Pedro Nuno Santos fizera entretanto a apologia do lítio enquanto trave mestra da conciliação do desenvolvimento económico e sustentabilidade ambiental. Até porque, sustentou o até agora apenas sucessor de António Costa no que toca ao Largo do Rato, todos têm telemóveis, cujas baterias usam lítio, que tem a sua maior reserva da Europa (e oitava mundial) em Portugal. E bem pôde a porta-voz do PAN dizer que não se pode pôr em causa a biodiversidade e a qualidade de vida das populações, pois o interlocutor contrapôs que “não podemos estar no pára-arranca”, pois “o povo português merece viver melhor e num país mais rico”.

Antes disso, a localização do novo aeroporto internacional de Lisboa servira para o secretário-geral do PS retomar a frase recorrente “andamos há décadas a arrastar os pés”, escudando-se com o relatório da Comissão Técnica Independente para a opção por Alcochete. “O que falta é decidir”, disse, levando a porta-voz do PAN a acrescentar um “com transparência”, defendendo a solução “ambientalmente mais vantajosa” de Beja em vez de um local “que corre o risco de ficar submerso” e tem o óbice das rotas de aves protegidas.

A necessidade de uma solução que alivie o aeroporto já existente em Lisboa, numa lógica de complementaridade, não impediu Inês de Sousa Real de realçar que “não se pode deixar a ferrovia para trás”. Foi quanto bastou para o antigo ministro da tutela puxar dos galões, dizendo que “praticamente toda a rede ferroviária está em obras”, depois de ter estado “travada durante décadas”. “Por causa de um governo PS e, já agora, por causa de mim também”, disse Pedro Nuno Santos, sendo recordado pela interlocutora de que Portugal continua a ter uma rede que não liga todas as suas capitais de distrito.

No tema da fiscalidade, lançado pela moderadora Sara Sousa Pinto, houve choque entre os dois líderes partidários, com Pedro Nuno Santos a limitar-se a dizer que o PS “tem feito o esforço de reduzir o IRS nos últimos anos”, recusando “cortes cegos e transversais para todas as empresas” que têm sido defendidos pela Aliança Democrática e “pelos seus parceiros liberais e parceiros mais envergonhados”. Estaria a referir-se ao Chega, mas o facto é que também o PAN pretende que o IRC recue até aos 17%, naquilo que o secretário-geral do PS descreveu como “a parte de centro-direita” desse partido.
┄┄┄┄┄┄┄┄┄┄
-- OBJETIVO DA TAREFA --
Prossiga o texto sobre o debate entre Pedro Nuno Santos e Inês de Sousa Real a partir da última frase apresentada.
┄┄┄┄┄┄┄┄┄┄
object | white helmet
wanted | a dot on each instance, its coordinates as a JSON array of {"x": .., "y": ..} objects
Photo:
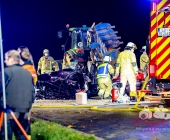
[
  {"x": 107, "y": 59},
  {"x": 131, "y": 45}
]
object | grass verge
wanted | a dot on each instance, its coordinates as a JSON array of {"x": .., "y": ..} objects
[{"x": 45, "y": 130}]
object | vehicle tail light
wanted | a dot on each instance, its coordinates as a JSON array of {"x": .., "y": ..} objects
[{"x": 152, "y": 70}]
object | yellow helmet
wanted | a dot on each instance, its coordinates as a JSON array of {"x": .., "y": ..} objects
[
  {"x": 131, "y": 45},
  {"x": 144, "y": 47},
  {"x": 46, "y": 51}
]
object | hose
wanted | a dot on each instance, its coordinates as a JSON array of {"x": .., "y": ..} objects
[{"x": 95, "y": 108}]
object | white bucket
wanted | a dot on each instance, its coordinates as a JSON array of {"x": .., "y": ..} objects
[{"x": 81, "y": 98}]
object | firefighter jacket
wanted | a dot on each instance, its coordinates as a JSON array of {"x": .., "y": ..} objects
[
  {"x": 104, "y": 72},
  {"x": 29, "y": 66},
  {"x": 68, "y": 56},
  {"x": 144, "y": 60},
  {"x": 47, "y": 64},
  {"x": 126, "y": 63}
]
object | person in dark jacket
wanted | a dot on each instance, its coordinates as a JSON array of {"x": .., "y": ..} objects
[{"x": 19, "y": 94}]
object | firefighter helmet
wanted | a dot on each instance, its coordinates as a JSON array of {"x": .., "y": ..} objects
[
  {"x": 46, "y": 51},
  {"x": 131, "y": 45},
  {"x": 107, "y": 59}
]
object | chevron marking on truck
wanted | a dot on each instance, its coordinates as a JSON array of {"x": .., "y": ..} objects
[
  {"x": 163, "y": 43},
  {"x": 153, "y": 35},
  {"x": 160, "y": 18}
]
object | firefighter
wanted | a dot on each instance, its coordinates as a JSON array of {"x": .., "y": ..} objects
[
  {"x": 127, "y": 67},
  {"x": 104, "y": 72},
  {"x": 72, "y": 57},
  {"x": 46, "y": 63},
  {"x": 144, "y": 60}
]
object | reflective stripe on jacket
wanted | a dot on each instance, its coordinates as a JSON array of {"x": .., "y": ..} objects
[{"x": 102, "y": 71}]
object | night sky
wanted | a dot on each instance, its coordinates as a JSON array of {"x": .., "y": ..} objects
[{"x": 35, "y": 23}]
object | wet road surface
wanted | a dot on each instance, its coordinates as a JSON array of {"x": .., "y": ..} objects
[{"x": 120, "y": 125}]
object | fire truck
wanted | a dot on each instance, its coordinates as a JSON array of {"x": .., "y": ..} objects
[{"x": 159, "y": 50}]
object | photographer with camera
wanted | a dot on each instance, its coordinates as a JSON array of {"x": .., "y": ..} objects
[{"x": 19, "y": 95}]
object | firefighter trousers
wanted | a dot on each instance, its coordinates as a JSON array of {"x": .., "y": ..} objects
[
  {"x": 131, "y": 79},
  {"x": 13, "y": 128},
  {"x": 105, "y": 88}
]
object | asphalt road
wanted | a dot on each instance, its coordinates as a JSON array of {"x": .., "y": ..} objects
[{"x": 120, "y": 125}]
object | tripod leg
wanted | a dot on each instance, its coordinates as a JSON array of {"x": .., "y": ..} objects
[
  {"x": 19, "y": 125},
  {"x": 1, "y": 118}
]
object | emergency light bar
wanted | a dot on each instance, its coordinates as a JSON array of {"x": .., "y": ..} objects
[{"x": 163, "y": 32}]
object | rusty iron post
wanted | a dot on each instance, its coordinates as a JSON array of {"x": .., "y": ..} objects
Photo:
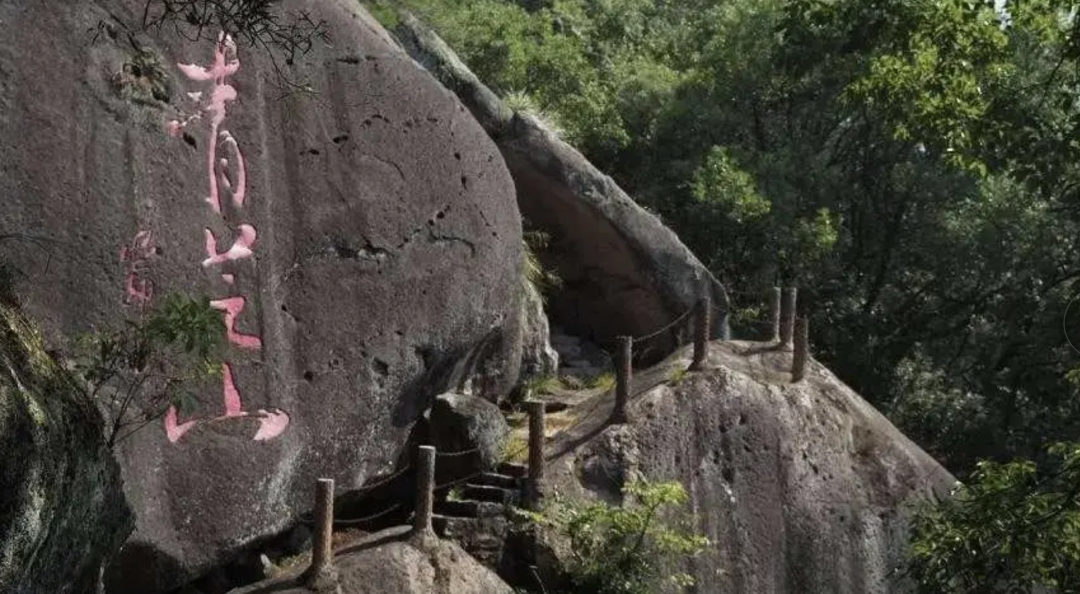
[
  {"x": 538, "y": 428},
  {"x": 701, "y": 323},
  {"x": 787, "y": 318},
  {"x": 322, "y": 575},
  {"x": 801, "y": 348},
  {"x": 424, "y": 493},
  {"x": 624, "y": 372},
  {"x": 774, "y": 310}
]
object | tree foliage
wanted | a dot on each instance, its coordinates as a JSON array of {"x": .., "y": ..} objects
[
  {"x": 912, "y": 163},
  {"x": 136, "y": 372},
  {"x": 628, "y": 549},
  {"x": 1012, "y": 528}
]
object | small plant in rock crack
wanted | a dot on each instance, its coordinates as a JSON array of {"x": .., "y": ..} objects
[
  {"x": 544, "y": 281},
  {"x": 623, "y": 550},
  {"x": 676, "y": 376},
  {"x": 605, "y": 381},
  {"x": 135, "y": 373}
]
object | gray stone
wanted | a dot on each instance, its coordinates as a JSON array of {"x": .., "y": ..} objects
[
  {"x": 62, "y": 505},
  {"x": 800, "y": 487},
  {"x": 466, "y": 423},
  {"x": 386, "y": 269},
  {"x": 387, "y": 562},
  {"x": 538, "y": 356},
  {"x": 623, "y": 271}
]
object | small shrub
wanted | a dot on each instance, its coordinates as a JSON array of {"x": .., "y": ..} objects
[
  {"x": 676, "y": 376},
  {"x": 572, "y": 382},
  {"x": 544, "y": 281},
  {"x": 603, "y": 381},
  {"x": 623, "y": 550},
  {"x": 544, "y": 385},
  {"x": 1013, "y": 527}
]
┄┄┄┄┄┄┄┄┄┄
-- RESPOSTA AO PROBLEMA --
Já Inês de Sousa Real, que posicionou várias vezes o PAN no “centro progressista”, diferiu dos socialistas na denúncia de uma carga fiscal que põe os portugueses “a atravessar uma crise sócio-económica sem precedentes”, sendo necessário aliviar as pequenas e médias empresas - e não os 0,2% de empresas responsáveis por 40% da receita do IRC, como Pedro Nuno Santos tem defendido. Mas também vincou que é fundamental olhar para o IRS Jovem em particular, e para os impostos sobre o rendimento e o consumo em particular. “Não nos podemos esquecer que a classe média está a ser dizimada neste país”, disse a porta-voz e por enquanto deputada única.

O debate encerrou com os problemas da saúde, nomeadamente a atração e retenção de médicos nos hospitais públicos e centros de saúde. Com Pedro Nuno Santos a assumir a “tarefa que farei com muito gosto” de salvar o Serviço Nacional de Saude, prosseguindo o trabalho já iniciado de valorização da grelha salarial, Inês de Sousa Real salientou que é preciso ir mais longe. Algo que passa por “cumprir finalmente” a promessa de existir médico de família para todos os utentes, numa altura em que essa conta falha por um milhão, e também pela descida do IVA nos serviços médicos veterinários.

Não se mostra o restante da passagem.